▶ _Exercise_: Format the lines below as a JSON list of strings, one string per line, omitting any blank lines.

▶ _Exercise input_:
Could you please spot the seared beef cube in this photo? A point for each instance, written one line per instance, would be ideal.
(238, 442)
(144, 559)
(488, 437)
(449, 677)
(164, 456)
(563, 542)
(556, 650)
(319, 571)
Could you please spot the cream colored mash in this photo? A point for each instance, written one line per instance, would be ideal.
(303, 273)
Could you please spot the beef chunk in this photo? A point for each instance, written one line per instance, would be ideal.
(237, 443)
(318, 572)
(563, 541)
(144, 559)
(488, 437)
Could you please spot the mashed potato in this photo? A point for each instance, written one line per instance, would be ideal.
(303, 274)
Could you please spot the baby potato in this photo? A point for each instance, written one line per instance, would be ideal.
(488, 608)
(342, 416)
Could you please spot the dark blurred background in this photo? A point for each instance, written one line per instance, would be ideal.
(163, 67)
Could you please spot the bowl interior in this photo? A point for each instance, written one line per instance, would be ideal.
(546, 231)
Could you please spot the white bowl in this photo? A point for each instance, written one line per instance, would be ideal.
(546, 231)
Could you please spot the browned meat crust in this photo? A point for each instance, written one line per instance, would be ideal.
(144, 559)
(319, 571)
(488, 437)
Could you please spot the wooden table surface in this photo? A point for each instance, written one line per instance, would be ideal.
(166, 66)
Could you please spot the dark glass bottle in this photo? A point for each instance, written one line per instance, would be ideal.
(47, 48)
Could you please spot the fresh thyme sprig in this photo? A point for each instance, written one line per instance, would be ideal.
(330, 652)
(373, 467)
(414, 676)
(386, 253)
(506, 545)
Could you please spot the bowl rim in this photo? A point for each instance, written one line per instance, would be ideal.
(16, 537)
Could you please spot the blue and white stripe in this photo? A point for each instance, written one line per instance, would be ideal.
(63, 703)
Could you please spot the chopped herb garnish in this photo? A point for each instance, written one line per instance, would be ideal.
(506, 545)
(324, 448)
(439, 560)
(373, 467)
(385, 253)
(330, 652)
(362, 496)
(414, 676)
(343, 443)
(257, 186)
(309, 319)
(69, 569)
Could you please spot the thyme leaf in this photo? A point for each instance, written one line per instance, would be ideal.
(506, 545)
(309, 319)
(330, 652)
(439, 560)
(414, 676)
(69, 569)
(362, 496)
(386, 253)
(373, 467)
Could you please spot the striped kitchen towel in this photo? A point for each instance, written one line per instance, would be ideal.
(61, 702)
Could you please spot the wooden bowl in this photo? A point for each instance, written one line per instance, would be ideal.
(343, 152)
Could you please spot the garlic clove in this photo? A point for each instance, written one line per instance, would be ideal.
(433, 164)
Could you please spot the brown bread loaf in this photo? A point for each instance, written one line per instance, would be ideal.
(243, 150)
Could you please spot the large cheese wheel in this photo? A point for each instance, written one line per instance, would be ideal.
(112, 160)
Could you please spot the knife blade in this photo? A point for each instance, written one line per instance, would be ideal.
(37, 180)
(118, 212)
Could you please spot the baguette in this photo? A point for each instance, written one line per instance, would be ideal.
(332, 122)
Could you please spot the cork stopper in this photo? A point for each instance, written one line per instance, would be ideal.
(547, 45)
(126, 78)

▶ _Exercise result_:
[
  "Could you please spot the seared beef cube in this photo? A point for each instance, written one line per instance, would be ideal.",
  "(238, 442)",
  "(144, 559)",
  "(488, 437)",
  "(449, 677)",
  "(164, 456)",
  "(563, 542)",
  "(556, 650)",
  "(319, 571)",
  "Could you please spot the cream colored mash in this photo? A point for each instance, written one line per instance, would be ideal.",
  "(303, 273)",
  "Could you please spot the beef chunk in this photo? A point for each instance, written one line per instance, would be ideal.",
  "(237, 443)",
  "(318, 572)",
  "(563, 541)",
  "(144, 559)",
  "(488, 437)",
  "Could you please spot the mashed potato in this photo? A point for each instance, written one line per instance, would be ideal.",
  "(303, 274)",
  "Could you please spot the baby potato in this photo? A point for each instance, written one line per instance, would be ideal.",
  "(488, 608)",
  "(342, 416)",
  "Could you please spot the dark blurred background in this photo? A point for each instance, written one line per instance, would be ideal.",
  "(163, 67)",
  "Could you please spot the bowl interior in this photo? A point for each instance, written one line per instance, would be ideal.",
  "(546, 231)",
  "Could you please spot the white bowl in this photo? A point for each instance, written one line per instance, would be ideal.",
  "(546, 231)",
  "Could you please spot the browned meat crust in this photo? A point for each instance, written one line per instance, would be ideal.",
  "(144, 559)",
  "(319, 571)",
  "(488, 437)",
  "Could you please spot the wooden table surface in this photo? A point for each instance, written one line per instance, would be ideal.",
  "(166, 66)",
  "Could you please spot the dark glass bottle in this photo? A point for each instance, written one line per instance, would be ideal.",
  "(47, 48)",
  "Could you please spot the fresh thyme sprig in this photo? A point for each instance, written one line per instance, would be ideal.",
  "(330, 652)",
  "(373, 467)",
  "(414, 676)",
  "(386, 253)",
  "(506, 545)",
  "Could you please spot the bowl rim in this photo? A point for each instance, written one line per instance, would be ideal.",
  "(16, 537)",
  "Could you please spot the blue and white stripe in this photo? A point for each instance, written one line per instance, would be ideal.",
  "(63, 703)",
  "Could you please spot the chopped herb garnish in this photo? A point for each instance, written one line per instance, would be ideal.",
  "(506, 545)",
  "(324, 448)",
  "(439, 560)",
  "(373, 467)",
  "(385, 253)",
  "(330, 652)",
  "(362, 496)",
  "(414, 676)",
  "(343, 443)",
  "(257, 186)",
  "(309, 319)",
  "(69, 569)",
  "Could you please spot the thyme leaf in this photo? A point for each instance, written one line per instance, would be ideal.",
  "(506, 545)",
  "(309, 319)",
  "(330, 652)",
  "(439, 560)",
  "(414, 676)",
  "(69, 569)",
  "(362, 496)",
  "(386, 253)",
  "(373, 467)",
  "Could you please spot the striped kitchen towel in this photo? A point for each instance, written one line per instance, would be ideal.",
  "(61, 702)",
  "Could you please spot the wooden bowl in this photo? A point for each instance, written one line per instance, would be ideal.",
  "(343, 152)",
  "Could you please spot the garlic clove in this photo? A point for each instance, written one line per instance, would be ideal.",
  "(433, 164)",
  "Could you please spot the brown bread loaf in this photo? A point for each instance, written one line per instance, would be ideal.",
  "(243, 150)",
  "Could you please spot the large cheese wheel in this photo? A point for each instance, written one line per instance, would be ideal.",
  "(112, 160)",
  "Could you please spot the knife blade in this photo? A point for each instance, written one line per instance, would be ideal.",
  "(37, 180)",
  "(118, 212)",
  "Could you please spot the baguette in this photo? A point for each instance, written one line per instance, would be ideal.",
  "(332, 122)",
  "Could you please spot the cork stopper in this photo? A point for each instance, written one line per instance, would be ideal.",
  "(547, 45)",
  "(126, 78)"
]